The Trino open source distributed query engine is known as a choice for running ad-hoc analysis where there’s no need to model the data and it can be easily sliced and diced. As such, Trino can be also leveraged for running geospatial workloads atop different data sources.
When it comes to running geospatial queries, Trino is OpenGIS compliant and supports a wealth of geospatial-specific functions using WKT/WKB vector data formats. Its diverse array of functions gives you the ability to unify and join geospatial data from multiple sources. For example, you can join points of interest by using Trino’s Postgres connector with events tables stored on S3 by using the Hive connector.
In this post, we’ll walk you through two methods for running geospatial queries on the data lake using Trino’s Hive connector to query parquet files on S3, explore some optimizations to help you accelerate and improve the interactivity for your geospatial queries.

▶ _Exercise task 1_
In the passage on Trino and geospatial queries, which connector can join events tables stored on S3?

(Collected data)
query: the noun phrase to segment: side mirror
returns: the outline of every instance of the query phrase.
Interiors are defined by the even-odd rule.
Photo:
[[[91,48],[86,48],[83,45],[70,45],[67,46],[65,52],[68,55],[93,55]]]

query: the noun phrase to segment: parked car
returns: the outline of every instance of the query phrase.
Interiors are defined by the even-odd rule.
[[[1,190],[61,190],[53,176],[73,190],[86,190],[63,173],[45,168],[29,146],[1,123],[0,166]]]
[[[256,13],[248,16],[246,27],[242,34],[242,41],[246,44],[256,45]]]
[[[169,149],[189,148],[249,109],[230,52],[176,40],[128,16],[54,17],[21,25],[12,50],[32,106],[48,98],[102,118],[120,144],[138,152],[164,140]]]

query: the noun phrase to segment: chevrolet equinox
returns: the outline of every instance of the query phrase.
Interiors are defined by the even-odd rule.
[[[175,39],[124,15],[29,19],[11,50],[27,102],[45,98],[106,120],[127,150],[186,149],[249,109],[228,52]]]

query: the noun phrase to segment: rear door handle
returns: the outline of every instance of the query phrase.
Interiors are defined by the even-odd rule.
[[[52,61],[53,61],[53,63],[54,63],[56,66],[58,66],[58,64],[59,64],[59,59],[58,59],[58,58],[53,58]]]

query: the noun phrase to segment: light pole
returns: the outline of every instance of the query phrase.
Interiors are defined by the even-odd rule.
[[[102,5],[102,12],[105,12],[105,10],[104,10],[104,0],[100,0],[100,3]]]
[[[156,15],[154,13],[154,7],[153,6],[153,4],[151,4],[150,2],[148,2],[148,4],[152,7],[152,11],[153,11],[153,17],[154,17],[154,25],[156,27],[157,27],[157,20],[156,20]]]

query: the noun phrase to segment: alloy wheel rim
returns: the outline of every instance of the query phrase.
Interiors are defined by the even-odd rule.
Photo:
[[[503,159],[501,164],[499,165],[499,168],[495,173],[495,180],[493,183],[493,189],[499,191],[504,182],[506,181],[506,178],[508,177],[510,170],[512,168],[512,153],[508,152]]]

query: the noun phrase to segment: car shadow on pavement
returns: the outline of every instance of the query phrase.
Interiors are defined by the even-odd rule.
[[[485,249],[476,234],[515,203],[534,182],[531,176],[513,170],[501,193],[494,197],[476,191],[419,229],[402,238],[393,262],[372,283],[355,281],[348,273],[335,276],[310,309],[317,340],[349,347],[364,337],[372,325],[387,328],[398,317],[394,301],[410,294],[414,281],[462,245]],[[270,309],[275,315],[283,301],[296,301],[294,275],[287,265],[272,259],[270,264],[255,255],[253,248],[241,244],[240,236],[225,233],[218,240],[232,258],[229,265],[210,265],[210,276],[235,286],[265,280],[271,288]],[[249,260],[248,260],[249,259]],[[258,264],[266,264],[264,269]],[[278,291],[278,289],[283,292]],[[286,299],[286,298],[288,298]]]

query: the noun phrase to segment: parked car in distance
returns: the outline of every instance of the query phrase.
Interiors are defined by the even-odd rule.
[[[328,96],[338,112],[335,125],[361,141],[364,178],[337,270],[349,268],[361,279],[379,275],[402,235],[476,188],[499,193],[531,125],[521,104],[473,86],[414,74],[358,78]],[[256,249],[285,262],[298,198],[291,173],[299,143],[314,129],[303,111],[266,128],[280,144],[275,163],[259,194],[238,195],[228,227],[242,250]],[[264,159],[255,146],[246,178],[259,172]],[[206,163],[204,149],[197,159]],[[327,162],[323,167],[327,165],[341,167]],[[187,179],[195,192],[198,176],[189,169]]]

▶ _Exercise task 2_
Update the records from the line containing "query: the noun phrase to segment: car" through the end of the records, inclusive, changing "pavement" to "asphalt" and keeping everything else the same. Return only those lines.

▶ _Expected output 1_
The Hive connector.

▶ _Expected output 2_
query: the noun phrase to segment: car shadow on asphalt
returns: the outline of every instance of the query phrase.
Interiors are defined by the even-odd rule.
[[[485,249],[476,234],[515,203],[534,182],[531,176],[513,170],[501,193],[494,197],[476,191],[419,229],[402,238],[393,262],[372,283],[355,281],[348,273],[335,276],[310,309],[317,340],[349,347],[364,337],[372,325],[387,328],[398,317],[394,301],[410,294],[414,281],[462,245]],[[270,309],[275,315],[283,301],[296,301],[294,275],[287,265],[272,259],[270,264],[255,255],[253,248],[241,244],[240,236],[225,233],[218,240],[232,258],[229,265],[210,265],[210,276],[235,286],[265,280],[271,288]],[[249,260],[248,260],[249,259]],[[258,264],[266,264],[264,269]],[[278,291],[278,289],[283,292]],[[286,299],[286,298],[288,298]]]

query: the noun phrase to segment: parked car in distance
returns: the outline of every instance of the query phrase.
Interiors are defined by the even-odd rule.
[[[328,96],[338,112],[335,125],[361,141],[364,178],[337,270],[349,268],[361,279],[379,275],[402,235],[476,188],[499,193],[531,125],[521,104],[473,86],[414,74],[358,78]],[[256,249],[285,262],[298,198],[291,173],[299,143],[314,129],[303,111],[266,128],[280,144],[275,163],[259,194],[238,195],[228,227],[242,250]],[[264,159],[255,146],[246,178],[259,172]],[[206,163],[204,149],[197,159]],[[327,162],[323,167],[327,165],[341,167]],[[187,179],[195,192],[198,176],[189,169]]]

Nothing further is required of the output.